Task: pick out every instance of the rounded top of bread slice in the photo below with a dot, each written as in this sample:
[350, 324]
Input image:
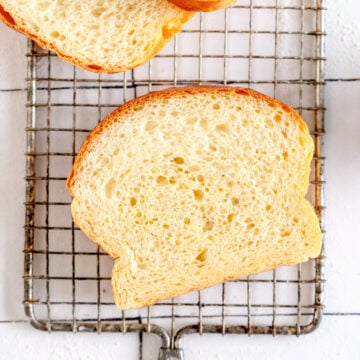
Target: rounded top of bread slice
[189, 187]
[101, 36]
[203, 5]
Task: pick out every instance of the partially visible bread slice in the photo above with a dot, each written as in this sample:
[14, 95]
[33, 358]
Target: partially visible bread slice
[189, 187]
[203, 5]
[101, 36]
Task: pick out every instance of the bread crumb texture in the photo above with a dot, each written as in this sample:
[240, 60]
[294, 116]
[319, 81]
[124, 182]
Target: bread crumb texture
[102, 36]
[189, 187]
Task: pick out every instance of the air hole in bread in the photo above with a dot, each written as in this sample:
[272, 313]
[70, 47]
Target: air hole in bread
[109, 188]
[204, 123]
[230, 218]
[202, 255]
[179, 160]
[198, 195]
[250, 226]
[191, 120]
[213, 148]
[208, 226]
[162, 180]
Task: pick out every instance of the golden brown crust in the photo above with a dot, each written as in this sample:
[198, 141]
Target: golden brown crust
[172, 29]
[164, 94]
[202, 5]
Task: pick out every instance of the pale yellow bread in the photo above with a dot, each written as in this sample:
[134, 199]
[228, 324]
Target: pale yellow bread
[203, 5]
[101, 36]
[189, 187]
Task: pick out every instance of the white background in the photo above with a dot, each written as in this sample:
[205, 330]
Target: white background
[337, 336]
= = =
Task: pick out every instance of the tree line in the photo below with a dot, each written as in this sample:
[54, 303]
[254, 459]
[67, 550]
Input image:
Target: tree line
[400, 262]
= = =
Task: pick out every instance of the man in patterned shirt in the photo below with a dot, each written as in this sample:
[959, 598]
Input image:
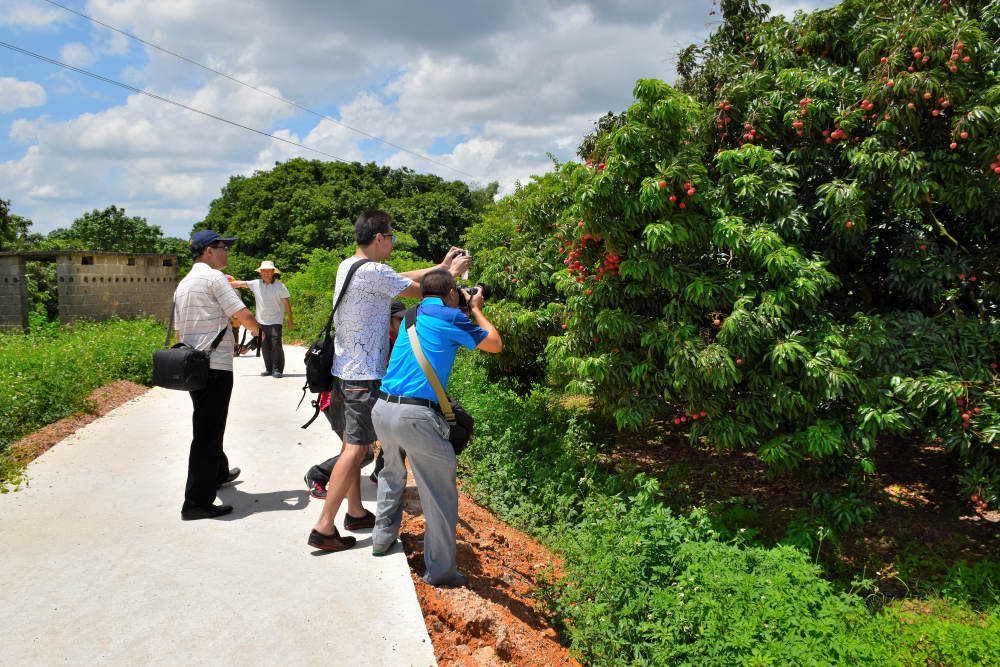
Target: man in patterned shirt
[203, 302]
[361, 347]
= = =
Task details: Return every line of the listing above that contains the word "shirt", copying each one unchanged.

Result:
Task: pick out every instance of the man in patterned shirt in the photo below with a dot, each written as in this sample:
Target: man in patterned shirt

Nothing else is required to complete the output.